_WHAT NEEDS TO BE DONE_.
The lines below must be transcribed exactly as given, with the images removed.

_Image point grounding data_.
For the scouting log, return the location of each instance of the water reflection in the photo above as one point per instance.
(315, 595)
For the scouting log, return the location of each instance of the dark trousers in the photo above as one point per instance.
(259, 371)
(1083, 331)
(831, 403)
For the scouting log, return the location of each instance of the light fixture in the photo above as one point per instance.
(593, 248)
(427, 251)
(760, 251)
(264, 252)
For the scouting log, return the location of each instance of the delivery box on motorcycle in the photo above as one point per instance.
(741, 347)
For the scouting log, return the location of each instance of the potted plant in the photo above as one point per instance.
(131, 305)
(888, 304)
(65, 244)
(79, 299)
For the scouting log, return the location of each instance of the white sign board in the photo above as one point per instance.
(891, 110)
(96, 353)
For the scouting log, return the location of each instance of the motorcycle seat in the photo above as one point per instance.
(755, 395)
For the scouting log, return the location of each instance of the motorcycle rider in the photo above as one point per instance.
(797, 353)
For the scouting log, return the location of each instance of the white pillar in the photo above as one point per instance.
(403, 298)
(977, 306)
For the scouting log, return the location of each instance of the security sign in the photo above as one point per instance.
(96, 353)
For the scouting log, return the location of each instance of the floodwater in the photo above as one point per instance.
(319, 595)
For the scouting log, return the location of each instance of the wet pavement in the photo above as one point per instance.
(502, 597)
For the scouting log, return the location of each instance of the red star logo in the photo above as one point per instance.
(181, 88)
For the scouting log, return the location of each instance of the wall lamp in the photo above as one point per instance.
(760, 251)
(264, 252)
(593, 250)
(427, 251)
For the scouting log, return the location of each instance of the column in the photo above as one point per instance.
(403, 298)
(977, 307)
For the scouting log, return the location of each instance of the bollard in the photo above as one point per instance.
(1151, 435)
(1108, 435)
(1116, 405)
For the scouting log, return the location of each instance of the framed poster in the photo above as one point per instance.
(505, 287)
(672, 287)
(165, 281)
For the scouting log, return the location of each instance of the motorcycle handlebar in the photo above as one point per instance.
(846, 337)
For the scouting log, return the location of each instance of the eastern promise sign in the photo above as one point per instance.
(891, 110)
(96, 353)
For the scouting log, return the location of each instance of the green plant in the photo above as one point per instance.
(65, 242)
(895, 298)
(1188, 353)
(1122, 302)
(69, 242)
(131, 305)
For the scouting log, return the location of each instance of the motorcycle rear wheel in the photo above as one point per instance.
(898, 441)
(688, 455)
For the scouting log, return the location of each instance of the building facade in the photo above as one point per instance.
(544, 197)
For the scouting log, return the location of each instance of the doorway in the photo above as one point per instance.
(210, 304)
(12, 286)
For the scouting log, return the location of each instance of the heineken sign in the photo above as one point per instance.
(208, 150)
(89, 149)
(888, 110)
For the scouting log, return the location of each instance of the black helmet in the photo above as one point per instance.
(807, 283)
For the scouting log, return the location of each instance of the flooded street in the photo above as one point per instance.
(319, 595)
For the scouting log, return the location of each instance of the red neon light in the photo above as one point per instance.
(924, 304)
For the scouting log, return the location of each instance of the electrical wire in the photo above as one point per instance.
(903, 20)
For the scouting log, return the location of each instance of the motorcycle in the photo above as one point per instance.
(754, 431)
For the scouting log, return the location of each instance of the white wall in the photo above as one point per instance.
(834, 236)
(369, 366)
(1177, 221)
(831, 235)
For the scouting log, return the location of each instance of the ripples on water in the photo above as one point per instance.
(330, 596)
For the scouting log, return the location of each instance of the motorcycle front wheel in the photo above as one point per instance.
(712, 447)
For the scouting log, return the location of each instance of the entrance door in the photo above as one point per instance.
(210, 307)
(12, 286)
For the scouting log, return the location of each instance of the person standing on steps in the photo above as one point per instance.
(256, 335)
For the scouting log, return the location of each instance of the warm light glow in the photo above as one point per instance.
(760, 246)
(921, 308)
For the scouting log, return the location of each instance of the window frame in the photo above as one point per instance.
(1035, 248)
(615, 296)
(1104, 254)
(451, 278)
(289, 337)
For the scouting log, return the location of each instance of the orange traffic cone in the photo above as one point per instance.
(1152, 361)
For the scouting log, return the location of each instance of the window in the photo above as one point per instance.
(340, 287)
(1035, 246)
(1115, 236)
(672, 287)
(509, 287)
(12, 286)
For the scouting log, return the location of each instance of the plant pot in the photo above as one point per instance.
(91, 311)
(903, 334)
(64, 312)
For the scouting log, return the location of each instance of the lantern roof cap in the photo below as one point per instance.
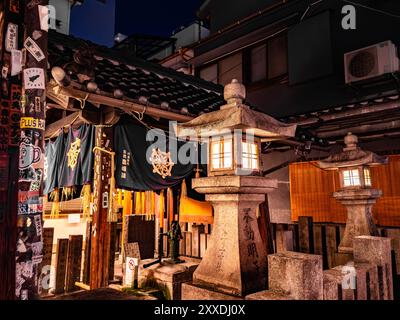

_ANSWER TO THIS PROBLEM_.
For the scouting log, return the location of each instance of the water reflection in the photo above as one point per instance.
(315, 595)
For the scouting log, return the location of each instance of the dark trousers in the photo above as one point per instance.
(259, 371)
(1083, 331)
(831, 403)
For the scouting log, return the location of each instance of the light fixture in the photo above as one point per instance.
(593, 248)
(427, 251)
(760, 251)
(264, 252)
For the scouting log, return the location of each instance of the delivery box on motorcycle in the photo above as one point per instance.
(741, 347)
For the scouting log, return the location of each instance of the potted plant in the photo above as one point per instance.
(131, 305)
(888, 304)
(65, 244)
(79, 299)
For the scouting log, return the location of each instance of the white sign board in the photo above as one point per instance.
(891, 110)
(96, 353)
For the scouting log, return the location of each instance of the motorcycle seat in the photo above as one point per instance.
(755, 395)
For the scouting log, return the location of each instance of the motorcycle rider in the photo above as one point per instance.
(797, 353)
For the scouting log, return the location of each instance of the white pillar in the photo above as one point per instance.
(403, 298)
(977, 306)
For the scouting log, return the location of each instance of the security sign in the photo above as one point per instance.
(96, 353)
For the scouting log, return the location of each instance of the floodwater in the photo above as one point per instance.
(319, 595)
For the scouting log, return the location of each instance of the wet pavement in the photo above as one point per instance.
(502, 597)
For the scouting log, return the location of each instance of the red star logo in the photo above as one point per instance.
(181, 88)
For the scouting log, return the location of each instance of the wall lamp in the photo above as one point per instance.
(760, 251)
(264, 252)
(593, 250)
(427, 251)
For the scouting log, return the location of each instance of the column in the photo above as one point per instance.
(403, 298)
(977, 307)
For the scouting log, return the location of each instance of the bollard in the photo above as one point per instance.
(1151, 435)
(1108, 435)
(1116, 405)
For the scouting log, return the location of each instance of the framed poster in the photo above as one point per instance.
(505, 287)
(672, 287)
(165, 281)
For the scouting log, return the location of each instance of the motorcycle handlebar in the photo above as one point per instance.
(846, 337)
For the scouting log, return the location of each instance of the eastern promise sign in the photo above as one point per instance.
(891, 110)
(96, 353)
For the scouting log, return the location of each instance of the green plant in the photo above as one point per instance.
(65, 242)
(895, 298)
(1188, 353)
(1122, 302)
(69, 242)
(131, 305)
For the scouting log, return the location of each instance of the motorcycle rear wheel in the photo above as one point per instance.
(898, 441)
(688, 455)
For the scouting log, return the location of each instance of the building facade in the photo above as one point per instance.
(544, 197)
For the scouting log, return the location of each instance of the doorway in the photo above as one point per instance.
(210, 304)
(12, 286)
For the scouting log, return the location of each instance of the heineken sign in the photo above as one point per instance.
(208, 150)
(89, 149)
(888, 110)
For the scouting log, return the location of each instance of the black helmet in the photo above as one point per instance.
(807, 283)
For the scouting log, return the location of each instance of the flooded street in the photo above as one point per instance.
(319, 595)
For the scouting log, return the location of each instance of the red neon light in the photo above as one point per instance.
(924, 304)
For the scouting log, return the location of each instance of the electrical wire in the photo above as one point per instance.
(903, 20)
For the scouting log, return the location of each instance of the motorcycle in the photo above as one point per instance.
(754, 431)
For the scouting log, return the location of each instance of the white wall in the photo above as one point per instance.
(834, 236)
(369, 366)
(1177, 221)
(831, 235)
For the scouting log, return the location of each instance of the ripples on water in the photo above as one point per instance.
(330, 596)
For the scouting log, return the location of each instance of the motorcycle front wheel in the photo above as one point per instance.
(712, 447)
For the scouting log, return the location of each instance of the entrance door in the photo above as one point per instance.
(210, 307)
(12, 286)
For the scouting log, return the location of each instance of the person standing on steps in the photo above as one point per instance.
(256, 335)
For the scouting log, return the location of each instance of the warm light glow in the photo above as one point per instance.
(760, 246)
(921, 308)
For the scouting log, return the location of each instance of the window frame in the photo above as one point per instance.
(1035, 248)
(615, 296)
(1104, 254)
(451, 278)
(289, 337)
For the scouting log, return the location of each instance of the orange traffic cone in the photo above as one point per instance.
(1152, 361)
For the scouting log, return the location of each instance of the window in the photo above as one point per instance.
(340, 287)
(1035, 246)
(1115, 236)
(672, 287)
(509, 287)
(12, 286)
For the scouting log, return the location of each instance of the plant pot in the photo above as one point per instance.
(91, 311)
(903, 334)
(64, 312)
For the scouting log, return the location of each instance of the lantern roof cap in the photo below as one point per instance.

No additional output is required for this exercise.